(Rows taken from a pointing dataset)
>>
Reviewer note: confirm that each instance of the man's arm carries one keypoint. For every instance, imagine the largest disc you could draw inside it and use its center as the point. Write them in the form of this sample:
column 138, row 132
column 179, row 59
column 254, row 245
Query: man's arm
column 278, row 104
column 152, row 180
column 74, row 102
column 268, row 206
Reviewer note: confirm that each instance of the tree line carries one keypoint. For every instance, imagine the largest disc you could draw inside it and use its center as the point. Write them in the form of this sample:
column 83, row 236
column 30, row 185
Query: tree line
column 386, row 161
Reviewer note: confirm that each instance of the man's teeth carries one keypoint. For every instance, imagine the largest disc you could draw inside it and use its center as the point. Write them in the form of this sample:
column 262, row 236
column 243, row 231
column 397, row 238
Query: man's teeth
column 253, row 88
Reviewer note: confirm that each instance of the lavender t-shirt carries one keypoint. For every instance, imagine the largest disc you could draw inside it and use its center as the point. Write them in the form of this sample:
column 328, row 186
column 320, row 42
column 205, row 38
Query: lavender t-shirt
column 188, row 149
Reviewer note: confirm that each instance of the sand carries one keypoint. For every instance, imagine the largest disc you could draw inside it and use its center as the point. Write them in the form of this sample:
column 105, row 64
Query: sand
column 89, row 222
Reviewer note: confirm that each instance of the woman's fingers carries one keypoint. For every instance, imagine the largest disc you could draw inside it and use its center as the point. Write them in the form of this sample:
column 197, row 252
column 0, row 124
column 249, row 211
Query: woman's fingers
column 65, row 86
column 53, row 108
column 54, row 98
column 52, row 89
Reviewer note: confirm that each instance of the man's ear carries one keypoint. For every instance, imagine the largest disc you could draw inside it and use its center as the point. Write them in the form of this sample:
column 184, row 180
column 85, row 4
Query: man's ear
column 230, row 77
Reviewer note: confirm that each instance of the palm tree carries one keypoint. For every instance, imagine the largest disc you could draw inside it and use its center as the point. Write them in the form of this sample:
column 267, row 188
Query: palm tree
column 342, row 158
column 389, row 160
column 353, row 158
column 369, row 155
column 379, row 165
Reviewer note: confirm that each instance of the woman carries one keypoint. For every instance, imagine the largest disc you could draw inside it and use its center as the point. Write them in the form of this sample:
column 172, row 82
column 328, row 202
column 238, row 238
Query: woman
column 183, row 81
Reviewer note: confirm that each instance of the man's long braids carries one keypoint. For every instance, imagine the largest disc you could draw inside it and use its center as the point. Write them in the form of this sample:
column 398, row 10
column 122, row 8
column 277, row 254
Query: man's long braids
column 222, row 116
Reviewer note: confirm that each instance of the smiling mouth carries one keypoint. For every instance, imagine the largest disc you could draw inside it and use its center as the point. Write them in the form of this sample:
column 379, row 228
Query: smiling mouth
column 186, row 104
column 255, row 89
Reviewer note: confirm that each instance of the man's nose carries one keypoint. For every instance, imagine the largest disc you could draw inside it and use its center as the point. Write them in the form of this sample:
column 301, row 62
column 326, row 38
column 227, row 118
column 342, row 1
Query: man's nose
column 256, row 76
<<
§ **STATED GOAL**:
Reproduce all of the data above line for line, keeping every character unchanged.

§ **TASK ANSWER**:
Reviewer note: confirm that each instance of the man's arm carries one keypoint. For every instance, imagine the largest disc you could draw inside it and use its center as the point. Write them in the form of this sample:
column 138, row 132
column 179, row 59
column 254, row 245
Query: man's arm
column 278, row 104
column 152, row 180
column 74, row 102
column 268, row 206
Reviewer note: confirm that each instance of the tree line carries one keypoint. For every instance, imagine the largest disc you could draw inside it and use its center as the point. Write them in the form of this sample:
column 83, row 236
column 30, row 185
Query: tree line
column 386, row 161
Reviewer note: confirm that each instance of the man's teeth carries one keypoint. For every instance, imagine the largest disc you could draw inside it and use its center as the point. Write them in the form of this sample:
column 262, row 236
column 243, row 231
column 397, row 238
Query: man's teeth
column 253, row 88
Reviewer note: confirm that each instance of the lavender t-shirt carries one keypoint. For every instance, imagine the largest disc you could draw inside it and use its center as the point. Write them in the form of this sample:
column 328, row 186
column 320, row 42
column 205, row 38
Query: lavender t-shirt
column 188, row 149
Reviewer note: confirm that each instance of the sand carries one keypoint. For every instance, imagine the largest disc you could draw inside it and use its center as the point. Write them in the form of this sample:
column 105, row 64
Query: sand
column 89, row 222
Reviewer note: confirm that each instance of the woman's fingers carries one keypoint. For every instance, imagine the largest disc you could draw inside it and use its center as the point. Write them in the form of this sample:
column 197, row 252
column 0, row 124
column 249, row 211
Query: woman's fingers
column 65, row 86
column 53, row 108
column 54, row 98
column 52, row 89
Reviewer note: confirm that each instance of the man's ear carries one keypoint. For every instance, imagine the largest disc you could draw inside it and use its center as the point. Write them in the form of this sample:
column 184, row 180
column 85, row 4
Query: man's ear
column 230, row 77
Reviewer note: confirm that each instance of the palm tree carries one keypoint. For every instance, imagine the largest disc you could draw inside it and use its center as the point. Write them in the form of this sample:
column 267, row 188
Query: palm tree
column 342, row 158
column 389, row 160
column 353, row 158
column 369, row 155
column 379, row 165
Reviewer note: confirm that each instance of the woman carries one keypoint. For every instance, imagine the largest disc you could draw inside it and use its center as the point. Write them in the form of this sample:
column 172, row 82
column 328, row 202
column 238, row 238
Query: woman
column 183, row 81
Reviewer note: confirm that each instance of the man's long braids carries one keypoint. For every instance, imagine the largest disc you could draw inside it and use its center as the point. Write them in the form of this sample:
column 398, row 10
column 122, row 8
column 277, row 254
Query: man's long braids
column 222, row 116
Reviewer note: confirm that each instance of the smiling mouth carries one keypoint. For every instance, imagine the largest disc you could draw inside it and use its center as the point. Write them in the form of this sample:
column 379, row 228
Query: smiling mouth
column 186, row 104
column 255, row 89
Reviewer note: confirm that each instance of the man's nose carries one keypoint. For every instance, imagine the largest disc you could draw inside it and use its center as the point. Write them in the form of this sample:
column 301, row 62
column 326, row 38
column 227, row 118
column 342, row 1
Query: man's nose
column 256, row 76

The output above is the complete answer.